SOURCE EXCERPT -
================================

Mission
The mission of Architected Futures is to deliver highly valued information engineering products and services to our customers, and to contribute to our profession, our industry and the societies in which we operate as valued citizens. The Enterprise Architecture Tool Suite is an integrated product suite of software and information models supporting enterprise architecture specification and management. It forms the foundation of the Architected Futures product line. It is intended for delivery as an end-product to our customers. It also forms the basis for the development of related consulting services.
Business Vision
The business plan of Architected Futures is to develop a suite of automated tools and services to support and promote the use of architectural engineering principles in the management of change in an enterprise. We believe that there is a significant need for such facilities in the management of modern enterprises, and that this need will become increasingly critical to success over time. Major factors involved in this trend include:
- a continued shift toward an information intensive environment,
- an increasing trend toward specialization of activities and outsourcing for non-core activities and support services,
- increasing regulatory demands placed on enterprise operations and management practices, and
- increasing dependence on information technology to operate enterprises.
All of these factors drive up the complexity of managing a modern enterprise. It is our belief that a key part of the solution to this problem lies in having a firm understanding of the architecture of the enterprise, what works and what doesn’t, what supports the enterprise mission and strategy and what doesn’t, and using that knowledge to re-engineer the enterprise on a continual basis. Modern enterprise managers need more effective monitoring, measurement and control systems concerning the course and systemic health of the enterprise. It is our belief that the Enterprise Architecture Tool Suite is such a system and will provide unique insight and technical assistance to management in controlling and directing the course of change in modern enterprises while offering opportunities for efficiencies in day-to-day operations.

================================

MATERIAL SUPPLIED -
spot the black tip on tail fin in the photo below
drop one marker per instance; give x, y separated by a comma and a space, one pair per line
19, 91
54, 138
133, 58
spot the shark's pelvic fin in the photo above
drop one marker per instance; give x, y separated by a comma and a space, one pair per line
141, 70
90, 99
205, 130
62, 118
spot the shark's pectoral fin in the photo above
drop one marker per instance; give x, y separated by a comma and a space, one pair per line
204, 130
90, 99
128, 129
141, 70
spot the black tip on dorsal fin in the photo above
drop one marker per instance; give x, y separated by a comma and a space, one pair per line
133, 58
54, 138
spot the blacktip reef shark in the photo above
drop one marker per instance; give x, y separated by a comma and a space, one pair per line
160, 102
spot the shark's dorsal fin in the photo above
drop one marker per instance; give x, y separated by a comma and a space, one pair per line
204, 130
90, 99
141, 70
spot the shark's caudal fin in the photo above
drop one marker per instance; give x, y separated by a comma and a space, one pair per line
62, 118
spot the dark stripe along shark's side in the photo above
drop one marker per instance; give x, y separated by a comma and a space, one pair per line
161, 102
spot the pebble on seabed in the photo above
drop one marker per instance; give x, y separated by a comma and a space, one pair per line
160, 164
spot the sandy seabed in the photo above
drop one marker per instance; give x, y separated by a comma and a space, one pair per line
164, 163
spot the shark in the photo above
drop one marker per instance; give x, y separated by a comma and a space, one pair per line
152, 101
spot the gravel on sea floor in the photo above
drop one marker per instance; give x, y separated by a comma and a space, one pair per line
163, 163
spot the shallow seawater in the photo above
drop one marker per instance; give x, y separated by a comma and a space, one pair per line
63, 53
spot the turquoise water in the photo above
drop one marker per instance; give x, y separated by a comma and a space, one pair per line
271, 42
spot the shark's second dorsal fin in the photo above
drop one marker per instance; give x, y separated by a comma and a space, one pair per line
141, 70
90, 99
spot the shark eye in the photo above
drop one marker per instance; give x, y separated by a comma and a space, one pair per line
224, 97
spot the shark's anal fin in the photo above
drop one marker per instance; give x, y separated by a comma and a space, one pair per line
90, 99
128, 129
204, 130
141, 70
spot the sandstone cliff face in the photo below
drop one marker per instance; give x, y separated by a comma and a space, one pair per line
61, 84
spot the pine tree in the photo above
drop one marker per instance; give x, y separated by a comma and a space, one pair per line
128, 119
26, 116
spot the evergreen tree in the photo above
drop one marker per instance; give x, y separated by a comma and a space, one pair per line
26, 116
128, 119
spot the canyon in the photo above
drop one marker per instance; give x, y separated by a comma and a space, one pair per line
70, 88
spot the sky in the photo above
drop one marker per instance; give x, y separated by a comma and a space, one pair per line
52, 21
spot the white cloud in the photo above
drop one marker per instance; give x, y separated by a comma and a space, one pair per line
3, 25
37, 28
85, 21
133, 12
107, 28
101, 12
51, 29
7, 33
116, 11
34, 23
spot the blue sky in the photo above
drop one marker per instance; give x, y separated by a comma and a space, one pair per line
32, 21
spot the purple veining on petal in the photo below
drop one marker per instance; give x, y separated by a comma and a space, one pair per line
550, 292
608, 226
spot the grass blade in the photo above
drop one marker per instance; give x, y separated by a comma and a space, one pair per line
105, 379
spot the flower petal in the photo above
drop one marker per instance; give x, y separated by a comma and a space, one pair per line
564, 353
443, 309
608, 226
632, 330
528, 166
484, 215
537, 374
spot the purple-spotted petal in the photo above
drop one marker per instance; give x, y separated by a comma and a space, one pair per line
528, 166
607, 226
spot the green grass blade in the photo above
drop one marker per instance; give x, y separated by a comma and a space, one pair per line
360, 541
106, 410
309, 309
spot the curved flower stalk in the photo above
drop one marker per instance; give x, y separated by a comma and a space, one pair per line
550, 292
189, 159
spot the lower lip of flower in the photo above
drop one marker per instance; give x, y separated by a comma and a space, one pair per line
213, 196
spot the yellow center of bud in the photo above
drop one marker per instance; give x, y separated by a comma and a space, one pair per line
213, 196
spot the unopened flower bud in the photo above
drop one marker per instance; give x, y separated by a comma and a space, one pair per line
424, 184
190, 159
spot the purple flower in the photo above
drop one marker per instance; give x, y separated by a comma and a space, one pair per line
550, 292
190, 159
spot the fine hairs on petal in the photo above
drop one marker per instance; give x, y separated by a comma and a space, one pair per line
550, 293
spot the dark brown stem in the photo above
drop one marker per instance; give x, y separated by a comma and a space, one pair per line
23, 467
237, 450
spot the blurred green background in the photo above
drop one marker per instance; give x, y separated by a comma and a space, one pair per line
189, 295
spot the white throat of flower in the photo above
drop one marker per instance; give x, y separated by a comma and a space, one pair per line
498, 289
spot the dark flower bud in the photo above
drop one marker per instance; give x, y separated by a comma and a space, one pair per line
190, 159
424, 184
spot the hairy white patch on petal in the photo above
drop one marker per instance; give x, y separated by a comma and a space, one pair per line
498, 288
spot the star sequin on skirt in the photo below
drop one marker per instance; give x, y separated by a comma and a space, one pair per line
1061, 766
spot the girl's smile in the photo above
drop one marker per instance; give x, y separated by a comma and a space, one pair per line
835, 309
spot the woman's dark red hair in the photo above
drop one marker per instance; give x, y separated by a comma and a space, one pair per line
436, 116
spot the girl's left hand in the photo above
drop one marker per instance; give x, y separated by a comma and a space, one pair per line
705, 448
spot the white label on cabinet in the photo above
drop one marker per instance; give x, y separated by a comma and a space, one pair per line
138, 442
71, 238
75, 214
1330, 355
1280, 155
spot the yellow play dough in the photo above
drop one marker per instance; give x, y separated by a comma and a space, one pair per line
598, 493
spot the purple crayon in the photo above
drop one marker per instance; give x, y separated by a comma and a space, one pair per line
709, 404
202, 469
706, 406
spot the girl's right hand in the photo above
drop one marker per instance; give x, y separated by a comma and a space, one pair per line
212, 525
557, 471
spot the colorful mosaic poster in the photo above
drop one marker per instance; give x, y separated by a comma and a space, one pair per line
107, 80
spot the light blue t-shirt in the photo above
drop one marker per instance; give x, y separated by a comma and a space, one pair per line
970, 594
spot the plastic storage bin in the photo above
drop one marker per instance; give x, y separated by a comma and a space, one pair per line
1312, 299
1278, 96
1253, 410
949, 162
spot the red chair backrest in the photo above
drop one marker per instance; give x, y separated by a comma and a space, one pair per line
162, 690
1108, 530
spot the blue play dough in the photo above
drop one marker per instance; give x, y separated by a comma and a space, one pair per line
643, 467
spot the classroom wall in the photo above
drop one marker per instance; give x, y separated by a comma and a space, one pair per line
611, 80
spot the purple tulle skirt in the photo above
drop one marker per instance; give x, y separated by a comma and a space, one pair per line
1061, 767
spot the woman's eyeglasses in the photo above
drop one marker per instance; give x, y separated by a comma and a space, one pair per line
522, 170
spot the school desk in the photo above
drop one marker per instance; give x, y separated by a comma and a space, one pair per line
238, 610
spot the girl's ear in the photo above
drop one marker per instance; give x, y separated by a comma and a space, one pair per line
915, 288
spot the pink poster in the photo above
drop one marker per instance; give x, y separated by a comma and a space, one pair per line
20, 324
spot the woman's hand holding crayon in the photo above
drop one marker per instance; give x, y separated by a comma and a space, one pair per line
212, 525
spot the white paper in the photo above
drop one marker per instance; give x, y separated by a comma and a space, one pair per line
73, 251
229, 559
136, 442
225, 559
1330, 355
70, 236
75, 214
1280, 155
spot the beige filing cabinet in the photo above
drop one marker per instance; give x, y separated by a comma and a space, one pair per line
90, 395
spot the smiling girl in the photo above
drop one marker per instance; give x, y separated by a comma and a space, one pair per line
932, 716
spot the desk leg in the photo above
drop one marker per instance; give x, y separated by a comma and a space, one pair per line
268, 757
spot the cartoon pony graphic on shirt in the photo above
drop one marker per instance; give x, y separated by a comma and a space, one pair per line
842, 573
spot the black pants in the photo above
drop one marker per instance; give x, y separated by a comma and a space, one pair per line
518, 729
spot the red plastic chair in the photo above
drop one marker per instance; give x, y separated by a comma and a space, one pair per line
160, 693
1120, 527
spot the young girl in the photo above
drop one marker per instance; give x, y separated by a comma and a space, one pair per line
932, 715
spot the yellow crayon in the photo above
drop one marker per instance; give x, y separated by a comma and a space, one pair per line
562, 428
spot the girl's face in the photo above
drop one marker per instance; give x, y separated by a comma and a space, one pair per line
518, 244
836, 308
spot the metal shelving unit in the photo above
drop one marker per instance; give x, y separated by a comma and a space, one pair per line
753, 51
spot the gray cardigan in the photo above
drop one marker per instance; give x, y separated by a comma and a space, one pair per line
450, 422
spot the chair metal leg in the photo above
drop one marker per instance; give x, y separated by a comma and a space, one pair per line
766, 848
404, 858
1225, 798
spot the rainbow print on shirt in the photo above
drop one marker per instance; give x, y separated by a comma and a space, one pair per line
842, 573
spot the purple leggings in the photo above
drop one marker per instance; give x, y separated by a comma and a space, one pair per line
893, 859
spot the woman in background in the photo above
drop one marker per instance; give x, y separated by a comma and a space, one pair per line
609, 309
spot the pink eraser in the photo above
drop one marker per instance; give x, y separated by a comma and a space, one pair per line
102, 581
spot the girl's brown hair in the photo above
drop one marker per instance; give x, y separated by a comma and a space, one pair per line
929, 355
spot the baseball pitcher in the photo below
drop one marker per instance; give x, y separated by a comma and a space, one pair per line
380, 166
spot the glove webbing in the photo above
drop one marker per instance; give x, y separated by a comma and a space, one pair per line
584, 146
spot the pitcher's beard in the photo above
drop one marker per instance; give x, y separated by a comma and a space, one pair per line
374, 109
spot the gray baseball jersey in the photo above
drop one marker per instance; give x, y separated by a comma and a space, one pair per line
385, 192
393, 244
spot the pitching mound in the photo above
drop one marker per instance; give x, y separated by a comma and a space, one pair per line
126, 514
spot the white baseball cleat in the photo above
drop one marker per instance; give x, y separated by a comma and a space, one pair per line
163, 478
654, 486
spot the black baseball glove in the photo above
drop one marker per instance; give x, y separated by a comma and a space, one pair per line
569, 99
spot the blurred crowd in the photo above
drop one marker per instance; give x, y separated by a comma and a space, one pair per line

================================

TASK LIST -
A. Say whether each statement agrees with the mission statement, giving yes or no and quoting the words that decide it: (i) the Enterprise Architecture Tool Suite forms the foundation of the Architected Futures product line; (ii) decreasing regulatory demands are named as a factor in the trend; (iii) the tool suite is meant only for internal use, not for customers.
B. Filter the rows down to those that contain the string "white", and copy each one. Case counts.
The mission statement and the rows are unrelated material.

COMPLETED EXERCISE -
A.
(i) Yes: "It forms the foundation of the Architected Futures product line."
(ii) No: "increasing regulatory demands placed on enterprise operations and management practices"
(iii) No: "It is intended for delivery as an end-product to our customers."

B.
spot the white cloud in the photo above
spot the white throat of flower in the photo above
spot the hairy white patch on petal in the photo above
spot the white label on cabinet in the photo above
spot the white paper in the photo above
spot the white baseball cleat in the photo above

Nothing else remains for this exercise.